• **Task instructions**: Pictures aside, copy every record word for word.

<<<<

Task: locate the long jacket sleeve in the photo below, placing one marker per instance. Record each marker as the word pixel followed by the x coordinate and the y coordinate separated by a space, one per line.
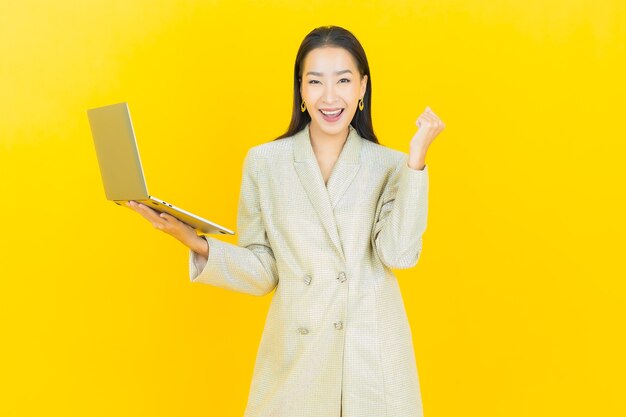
pixel 401 217
pixel 250 266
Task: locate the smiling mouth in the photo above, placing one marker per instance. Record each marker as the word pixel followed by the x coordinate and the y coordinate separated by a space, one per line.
pixel 333 113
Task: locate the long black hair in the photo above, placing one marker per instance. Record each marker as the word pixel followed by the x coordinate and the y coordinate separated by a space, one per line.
pixel 326 36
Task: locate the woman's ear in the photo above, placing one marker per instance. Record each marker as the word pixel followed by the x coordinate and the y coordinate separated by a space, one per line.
pixel 363 85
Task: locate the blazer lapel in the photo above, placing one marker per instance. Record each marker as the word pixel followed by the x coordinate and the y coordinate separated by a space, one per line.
pixel 324 197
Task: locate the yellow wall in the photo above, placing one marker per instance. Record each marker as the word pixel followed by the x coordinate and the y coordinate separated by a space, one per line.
pixel 518 303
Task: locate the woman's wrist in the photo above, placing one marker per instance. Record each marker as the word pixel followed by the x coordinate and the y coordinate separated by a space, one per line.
pixel 200 246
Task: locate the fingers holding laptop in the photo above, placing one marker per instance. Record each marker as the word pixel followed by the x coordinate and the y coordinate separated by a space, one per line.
pixel 165 222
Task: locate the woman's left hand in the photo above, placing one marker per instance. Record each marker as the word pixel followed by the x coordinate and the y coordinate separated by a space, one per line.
pixel 430 125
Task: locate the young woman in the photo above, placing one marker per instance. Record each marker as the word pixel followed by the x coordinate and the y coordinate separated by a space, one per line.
pixel 325 213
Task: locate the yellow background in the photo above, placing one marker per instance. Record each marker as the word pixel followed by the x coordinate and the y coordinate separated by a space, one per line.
pixel 518 302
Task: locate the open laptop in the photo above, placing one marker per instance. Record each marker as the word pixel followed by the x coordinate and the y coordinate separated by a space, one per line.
pixel 121 170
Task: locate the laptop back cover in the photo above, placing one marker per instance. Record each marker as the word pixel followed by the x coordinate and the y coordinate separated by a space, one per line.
pixel 116 148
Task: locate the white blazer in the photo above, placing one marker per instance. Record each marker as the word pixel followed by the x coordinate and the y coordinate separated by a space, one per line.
pixel 336 341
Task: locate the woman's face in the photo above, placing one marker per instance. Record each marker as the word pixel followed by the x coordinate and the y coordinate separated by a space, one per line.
pixel 331 81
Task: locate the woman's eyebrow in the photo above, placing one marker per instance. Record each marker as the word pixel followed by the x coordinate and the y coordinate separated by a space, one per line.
pixel 319 74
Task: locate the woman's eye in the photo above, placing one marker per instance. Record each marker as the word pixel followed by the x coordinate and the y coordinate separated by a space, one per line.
pixel 316 81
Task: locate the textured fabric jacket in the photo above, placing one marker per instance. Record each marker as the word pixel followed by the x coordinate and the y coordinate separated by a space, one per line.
pixel 336 341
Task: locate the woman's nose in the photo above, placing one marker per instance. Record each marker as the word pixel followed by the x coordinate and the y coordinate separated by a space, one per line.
pixel 330 94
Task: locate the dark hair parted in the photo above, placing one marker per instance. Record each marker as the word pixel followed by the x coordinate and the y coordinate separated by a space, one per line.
pixel 332 36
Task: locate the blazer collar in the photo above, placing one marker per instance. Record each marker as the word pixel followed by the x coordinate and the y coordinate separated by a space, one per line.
pixel 324 197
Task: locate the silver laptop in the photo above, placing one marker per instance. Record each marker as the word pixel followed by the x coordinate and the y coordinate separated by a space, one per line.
pixel 120 166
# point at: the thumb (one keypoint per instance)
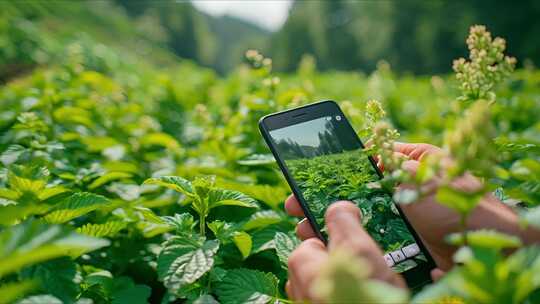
(343, 224)
(345, 231)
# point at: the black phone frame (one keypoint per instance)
(415, 277)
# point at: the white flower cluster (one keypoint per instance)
(471, 143)
(487, 65)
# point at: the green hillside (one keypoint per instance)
(130, 174)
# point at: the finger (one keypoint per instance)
(437, 274)
(304, 230)
(343, 224)
(289, 290)
(304, 265)
(410, 166)
(345, 231)
(293, 206)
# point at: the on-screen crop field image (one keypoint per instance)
(328, 166)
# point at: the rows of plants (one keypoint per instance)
(125, 183)
(349, 176)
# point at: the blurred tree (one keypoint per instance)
(414, 35)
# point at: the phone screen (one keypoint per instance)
(326, 162)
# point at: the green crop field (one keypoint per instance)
(350, 176)
(129, 177)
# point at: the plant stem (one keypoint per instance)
(463, 223)
(202, 224)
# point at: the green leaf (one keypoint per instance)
(206, 299)
(159, 139)
(442, 289)
(76, 205)
(11, 154)
(183, 261)
(529, 217)
(258, 160)
(183, 223)
(14, 290)
(284, 245)
(262, 219)
(243, 242)
(12, 214)
(52, 191)
(486, 239)
(108, 177)
(33, 242)
(222, 197)
(40, 299)
(57, 277)
(270, 195)
(405, 196)
(175, 183)
(98, 143)
(222, 230)
(247, 286)
(461, 202)
(526, 169)
(108, 229)
(133, 294)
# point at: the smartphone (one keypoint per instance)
(324, 161)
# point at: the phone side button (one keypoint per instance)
(397, 256)
(388, 260)
(411, 250)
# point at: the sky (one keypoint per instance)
(305, 133)
(269, 14)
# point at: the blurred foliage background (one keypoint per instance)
(98, 96)
(413, 36)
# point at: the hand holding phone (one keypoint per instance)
(323, 161)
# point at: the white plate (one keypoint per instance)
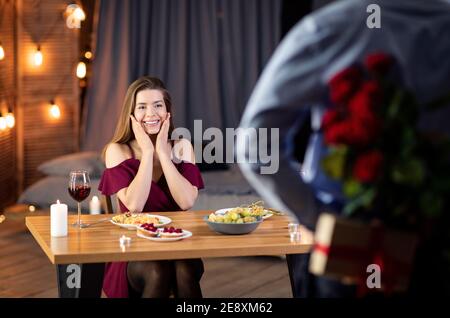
(186, 234)
(223, 211)
(164, 220)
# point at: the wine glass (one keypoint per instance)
(79, 189)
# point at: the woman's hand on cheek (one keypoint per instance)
(163, 148)
(141, 136)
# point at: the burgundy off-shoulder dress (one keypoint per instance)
(115, 282)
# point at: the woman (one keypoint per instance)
(140, 168)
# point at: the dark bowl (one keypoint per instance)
(233, 228)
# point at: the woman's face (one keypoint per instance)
(150, 110)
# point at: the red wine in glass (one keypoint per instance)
(79, 189)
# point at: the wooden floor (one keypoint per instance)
(25, 271)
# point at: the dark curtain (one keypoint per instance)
(208, 52)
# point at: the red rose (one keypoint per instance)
(368, 166)
(361, 106)
(378, 63)
(343, 84)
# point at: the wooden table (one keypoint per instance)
(91, 247)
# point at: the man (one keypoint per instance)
(294, 83)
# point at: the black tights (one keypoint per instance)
(150, 279)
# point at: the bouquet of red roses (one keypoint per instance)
(389, 169)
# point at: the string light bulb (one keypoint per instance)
(74, 14)
(38, 58)
(2, 52)
(10, 120)
(81, 70)
(55, 112)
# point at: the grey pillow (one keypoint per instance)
(46, 191)
(61, 166)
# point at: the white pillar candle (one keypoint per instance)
(94, 205)
(58, 219)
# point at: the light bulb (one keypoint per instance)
(81, 70)
(38, 56)
(54, 111)
(79, 14)
(10, 121)
(2, 52)
(2, 123)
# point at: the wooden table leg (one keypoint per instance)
(80, 280)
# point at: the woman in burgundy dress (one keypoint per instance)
(148, 172)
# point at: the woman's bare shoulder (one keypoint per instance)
(116, 154)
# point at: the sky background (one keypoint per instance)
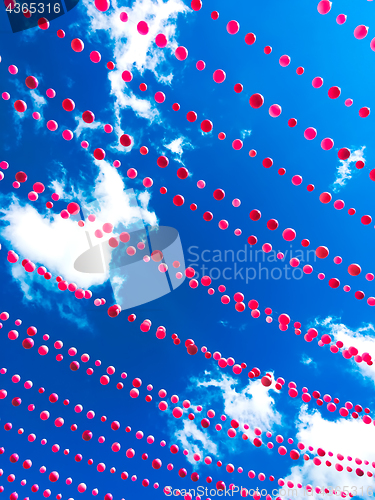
(324, 49)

>>>>

• **Response below**:
Task: locate the long jacket sleeve in the photo below, placing one marker per instance. Record each marker as the word pixel followed by the x coordinate and the y coordinate separated by a space, one per line.
pixel 401 217
pixel 250 266
Task: locate the smiling mouth in the photo above, placing one marker per instance. Record each marker as the word pixel followed by the x coordinate and the y coordinate separated by a space, one per line.
pixel 333 113
Task: locate the long black hair in the photo above, placing one marker per instance. Record each marker as the word pixel followed by the x coordinate and the y coordinate separated by a space, one per line.
pixel 326 36
Task: locate the woman's ear in the photo above, placing one marker per instance. Record each marker as the word pixel followed by the x coordinate and the y coordinate separated by a space, one per line.
pixel 363 85
Task: locate the blazer lapel in the photo above, placing one marker per instance. Record each marker as the word pixel followed by the x coordinate and the y coordinate separated by a space, one per line.
pixel 324 197
Task: locate the yellow wall in the photo above, placing one marker per instance. Record each marker as the word pixel followed by the x coordinate and the y coordinate separated by a space, one per line.
pixel 518 303
Task: locate the woman's wrist in the photo above, placing one marker per instance. Record each marker as the word pixel followed by the x coordinate and the y coordinate separated by a space, one per line.
pixel 200 246
Task: locate the fingers holding laptop in the photo above, placing one marker per instance. Record each marker as the word pixel followed by the x coordinate and the y coordinate separated by a space, one per line.
pixel 165 222
Task: locate the woman's left hand in the photo above, placing one marker per instance. Record each marker as the word pixel followed by the x coordinate and the y coordinate separated by a space, one per line.
pixel 430 125
Task: locate the young woman in the photo above, placing one marker per instance. Record each marker as the word pixel followed by the x coordinate and the y coordinate separated by a space, one per line.
pixel 325 213
Task: locate the yellow background in the photo above, placing one marker per instance. Record each marker as the word pixel followed by the x coordinate and the y coordinate separated by a space, one per line.
pixel 518 302
Task: locate the open laptop in the photo above, placing one marker per instance. Record each marker as the word pixel followed by the x coordinate and the y coordinate separated by a space, one per line.
pixel 121 170
Task: locate the laptop back cover in the photo above, placing one marker per instance. Record each marker as the word pixel followed by the x coordinate and the y coordinate separated by a space, one per line.
pixel 116 148
Task: locate the white blazer in the photo above, placing one marker per instance. Record each marker as the word pixel followed by the x coordinate and the y coordinate separated by a space, one per line.
pixel 336 341
Task: locate the woman's face in the photo above, placing one marker per instance. Record each marker as the word pixel followed by the x coordinate and the y coordinate separated by a space, one per line.
pixel 331 81
Task: locate the woman's eyebrow in the photo above, placing one marker per instance. Record each marker as the word pixel followed by the x coordinate and the y coordinate separated by a space, one per line.
pixel 319 74
Task: locate the woman's eye in the photo above, placing one marker per instance. Record each marker as the word pixel followed by the x coordinate and the y coordinate separated by a space, one per line.
pixel 316 81
Task: locate the textured fabric jacket in the photo above, placing one marker per instance. Record each marker as the word pixel followed by the x coordinate and the y coordinate separated by a space, one per line.
pixel 336 341
Task: locate the woman's nose in the photo above, placing one marker per instance. Record each marker as the word pixel followed by the x coordinate and the y coordinate separated by a space, one per line.
pixel 330 94
Task: locate the dark hair parted in the photo above, placing one marker per instance. Record each marker as the word pixel followed by the x coordinate and the y coordinate separated by a space, one per line.
pixel 332 36
Task: locate the blazer collar in the photo above, placing one marker per instance. Record each marker as the word pixel followed by the x coordinate and the y coordinate separated by a space, one per line.
pixel 324 197
Task: locate the silver laptop in the photo above, placing one marker per instance. Record each marker as the word pixel followed by the x coordinate and the y coordinate separated by a space, one per line.
pixel 120 166
# point at: the thumb (one keypoint per instance)
(343, 224)
(345, 231)
# point at: the black phone frame (one keypoint per instance)
(415, 277)
# point at: the white flower cluster (one keypoint per instance)
(471, 143)
(487, 65)
# point at: the green hillside (one keypoint per instance)
(130, 174)
# point at: the finger (one keypoint per instance)
(437, 274)
(304, 230)
(343, 224)
(289, 290)
(304, 265)
(410, 166)
(345, 231)
(293, 206)
# point at: the on-screen crop field image (one keypoint per instance)
(328, 166)
# point at: the rows of plants (one keypoint per instance)
(125, 183)
(349, 176)
# point at: the blurred tree (one keypoint per instance)
(414, 35)
# point at: the phone screen (one keypoint per instance)
(326, 162)
# point at: the green crop field (one keypoint per instance)
(350, 176)
(129, 177)
# point at: the plant stem (one keypoint per instance)
(463, 223)
(202, 224)
# point at: the green leaf (one keypoint per instance)
(206, 299)
(159, 139)
(442, 289)
(76, 205)
(11, 154)
(183, 261)
(529, 217)
(258, 160)
(183, 223)
(14, 290)
(284, 245)
(262, 219)
(243, 242)
(12, 214)
(52, 191)
(486, 239)
(108, 177)
(33, 242)
(222, 197)
(40, 299)
(57, 277)
(270, 195)
(405, 196)
(175, 183)
(98, 143)
(222, 230)
(247, 286)
(461, 202)
(526, 169)
(108, 229)
(133, 294)
# point at: the smartphone (one keypoint per instance)
(324, 161)
# point at: the phone side button (one keypoint per instance)
(397, 256)
(388, 260)
(411, 250)
# point at: the sky (one keypoint per instance)
(305, 133)
(269, 14)
# point at: the blurred foliage background (one keypoint per instance)
(98, 96)
(413, 36)
# point at: the hand holding phone (one keypoint per instance)
(323, 161)
# point at: the white plate (one keypoint per instance)
(186, 234)
(223, 211)
(164, 220)
# point at: the wine glass (one keypoint per instance)
(79, 189)
# point at: the woman's hand on cheek (one keypoint per instance)
(163, 148)
(141, 136)
# point at: the burgundy off-shoulder dress (one keypoint per instance)
(115, 282)
# point at: the woman (one keypoint per instance)
(140, 168)
# point at: the dark bowl (one keypoint per instance)
(233, 228)
# point at: the woman's face (one keypoint per instance)
(150, 110)
# point at: the red wine in glass (one keypoint per instance)
(79, 189)
# point at: the wooden floor (one keypoint per instance)
(25, 271)
# point at: the dark curtain (one keypoint per instance)
(208, 52)
# point at: the red rose (one keypoint per instance)
(368, 166)
(361, 106)
(378, 63)
(343, 84)
# point at: the wooden table (one keypoint per instance)
(91, 247)
# point at: the man (one keypoint per instance)
(294, 83)
# point at: the black tights (one keypoint per instance)
(150, 279)
# point at: the bouquet of red roses (one keypoint per instance)
(389, 169)
# point at: the string light bulb (one keypoint per instance)
(74, 14)
(38, 58)
(2, 52)
(10, 120)
(81, 70)
(55, 112)
# point at: the grey pillow (one keypoint per instance)
(46, 191)
(61, 166)
# point at: the white pillar candle (one keypoint per instance)
(94, 205)
(58, 219)
# point at: the light bulb (one keypoint per instance)
(81, 70)
(38, 56)
(54, 111)
(79, 14)
(10, 121)
(2, 52)
(2, 123)
# point at: the wooden table leg (one keypoint per instance)
(80, 280)
# point at: the woman in burgundy dress (one keypoint per instance)
(148, 172)
# point at: the woman's bare shoulder (one keypoint per instance)
(116, 154)
# point at: the sky background (one keypoint per instance)
(324, 49)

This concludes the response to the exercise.